> _Page excerpt_
--------
Three weeks earlier, she and her partner had fled to a friend’s guesthouse, assuming that the voluntary evacuation zone would be safer.

But in the early morning hours of January 9, after they opened the door to check out the rainstorm raging outside, the structure flooded a metre deep in seconds, Landi said, forcing the couple to climb onto the guesthouse roof.

In the main house, their friend Rebecca Riskin and her husband had been swept away by the mudflow, killing Riskin.

It seemed inevitable that Landi’s house had suffered a similar fate in the mudslides, which destroyed or damaged more than 500 homes. But when she returned, the house was untouched.

‘‘You go through something like this, and you lose somebody – and I don’t mean to sound ungrateful, because I’m really grateful that our house is OK – but you almost don’t care,’’ she said.

After suffering back-to-back natural disasters, local officials are rethinking how they warn residents about impending threats and designate evacuation zones.

Much of Montecito was evacuated in mid-december when the massive Thomas fire blazed on the mountainsi­des that border the area.

The flames left vast swaths of barren land in their wake, clearing the way for the rain-soaked soil to cascade down toward homes in the foothills.
--------
> _Written problem 1_
Which lines of the entries below contain the string "Return"? Filter them out and copy each one, treating case as significant.
--------
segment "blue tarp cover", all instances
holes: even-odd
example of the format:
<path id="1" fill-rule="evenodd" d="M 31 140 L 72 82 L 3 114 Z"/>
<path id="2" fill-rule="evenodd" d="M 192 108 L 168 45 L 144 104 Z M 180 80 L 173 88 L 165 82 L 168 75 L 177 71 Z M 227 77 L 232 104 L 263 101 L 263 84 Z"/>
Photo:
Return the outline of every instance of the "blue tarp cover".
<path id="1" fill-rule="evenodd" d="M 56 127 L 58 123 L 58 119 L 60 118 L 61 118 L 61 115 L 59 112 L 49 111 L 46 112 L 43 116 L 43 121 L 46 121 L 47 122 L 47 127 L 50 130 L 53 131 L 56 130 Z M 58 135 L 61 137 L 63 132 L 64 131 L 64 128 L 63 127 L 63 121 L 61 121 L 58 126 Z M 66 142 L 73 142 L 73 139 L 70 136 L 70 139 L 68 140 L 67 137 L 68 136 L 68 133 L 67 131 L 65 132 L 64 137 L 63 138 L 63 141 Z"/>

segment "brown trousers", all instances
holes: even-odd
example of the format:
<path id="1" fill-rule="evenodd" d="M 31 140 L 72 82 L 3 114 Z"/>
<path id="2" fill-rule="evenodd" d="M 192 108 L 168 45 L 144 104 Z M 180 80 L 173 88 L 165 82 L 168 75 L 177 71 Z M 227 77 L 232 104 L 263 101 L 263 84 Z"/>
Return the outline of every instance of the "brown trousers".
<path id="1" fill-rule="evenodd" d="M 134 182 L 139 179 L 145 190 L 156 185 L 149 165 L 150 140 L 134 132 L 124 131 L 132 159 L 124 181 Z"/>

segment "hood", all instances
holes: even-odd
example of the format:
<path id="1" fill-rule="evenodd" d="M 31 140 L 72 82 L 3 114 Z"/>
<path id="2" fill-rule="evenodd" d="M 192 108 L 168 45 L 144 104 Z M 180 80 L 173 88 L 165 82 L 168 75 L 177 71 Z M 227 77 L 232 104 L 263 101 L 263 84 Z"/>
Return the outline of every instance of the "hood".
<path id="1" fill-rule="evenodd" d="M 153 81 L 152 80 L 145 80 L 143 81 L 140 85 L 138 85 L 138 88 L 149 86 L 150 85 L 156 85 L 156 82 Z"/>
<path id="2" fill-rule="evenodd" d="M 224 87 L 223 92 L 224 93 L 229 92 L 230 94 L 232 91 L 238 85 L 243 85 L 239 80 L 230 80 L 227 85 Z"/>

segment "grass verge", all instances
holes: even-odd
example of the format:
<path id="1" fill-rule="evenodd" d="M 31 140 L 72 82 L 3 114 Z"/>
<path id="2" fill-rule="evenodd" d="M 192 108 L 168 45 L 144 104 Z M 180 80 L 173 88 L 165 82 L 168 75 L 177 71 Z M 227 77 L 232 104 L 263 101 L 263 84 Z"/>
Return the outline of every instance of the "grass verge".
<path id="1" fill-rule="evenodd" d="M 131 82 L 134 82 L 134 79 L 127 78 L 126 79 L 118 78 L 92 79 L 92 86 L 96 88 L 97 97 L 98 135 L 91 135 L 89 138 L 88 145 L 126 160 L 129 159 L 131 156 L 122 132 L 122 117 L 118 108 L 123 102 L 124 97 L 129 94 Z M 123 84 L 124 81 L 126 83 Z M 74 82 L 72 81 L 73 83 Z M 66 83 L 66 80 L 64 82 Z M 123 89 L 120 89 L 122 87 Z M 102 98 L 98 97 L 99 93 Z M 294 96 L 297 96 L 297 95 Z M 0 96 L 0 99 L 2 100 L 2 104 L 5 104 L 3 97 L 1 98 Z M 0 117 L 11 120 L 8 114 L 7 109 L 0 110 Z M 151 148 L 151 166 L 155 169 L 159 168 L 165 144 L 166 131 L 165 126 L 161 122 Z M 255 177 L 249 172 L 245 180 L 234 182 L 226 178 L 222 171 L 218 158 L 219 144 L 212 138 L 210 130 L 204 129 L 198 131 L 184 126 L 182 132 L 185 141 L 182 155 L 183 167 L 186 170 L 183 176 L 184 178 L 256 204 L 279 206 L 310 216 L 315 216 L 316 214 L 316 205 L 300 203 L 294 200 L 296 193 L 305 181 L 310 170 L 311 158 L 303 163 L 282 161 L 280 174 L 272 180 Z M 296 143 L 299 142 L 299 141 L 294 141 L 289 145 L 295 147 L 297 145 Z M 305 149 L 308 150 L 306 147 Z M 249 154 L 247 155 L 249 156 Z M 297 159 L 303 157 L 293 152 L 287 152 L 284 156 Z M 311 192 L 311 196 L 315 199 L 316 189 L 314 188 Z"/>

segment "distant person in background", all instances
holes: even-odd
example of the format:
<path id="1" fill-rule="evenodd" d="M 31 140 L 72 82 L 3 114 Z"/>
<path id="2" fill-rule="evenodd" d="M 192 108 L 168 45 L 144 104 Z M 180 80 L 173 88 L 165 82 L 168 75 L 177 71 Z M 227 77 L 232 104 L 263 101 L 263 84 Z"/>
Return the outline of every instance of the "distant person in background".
--------
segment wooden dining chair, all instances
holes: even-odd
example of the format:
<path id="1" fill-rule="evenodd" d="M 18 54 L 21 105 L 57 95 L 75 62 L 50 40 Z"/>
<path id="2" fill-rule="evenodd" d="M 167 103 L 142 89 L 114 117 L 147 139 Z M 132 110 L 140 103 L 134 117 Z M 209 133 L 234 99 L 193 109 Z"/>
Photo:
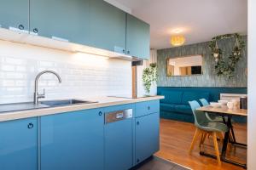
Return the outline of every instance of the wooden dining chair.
--------
> _Written problem 2_
Can you extract the passage of the Montecito mudslide article between "It seemed inevitable" and "house was untouched.", inclusive, word for word?

> _Task solution 1_
Return the outline of every instance of the "blue tarp cover".
Return the outline of every instance of the "brown trousers".
Return the outline of every instance of the "hood".
Return the outline of every instance of the "grass verge".
Return the outline of every instance of the "distant person in background".
Return the outline of every instance of the wooden dining chair.

> _Task solution 2_
It seemed inevitable that Landi’s house had suffered a similar fate in the mudslides, which destroyed or damaged more than 500 homes. But when she returned, the house was untouched.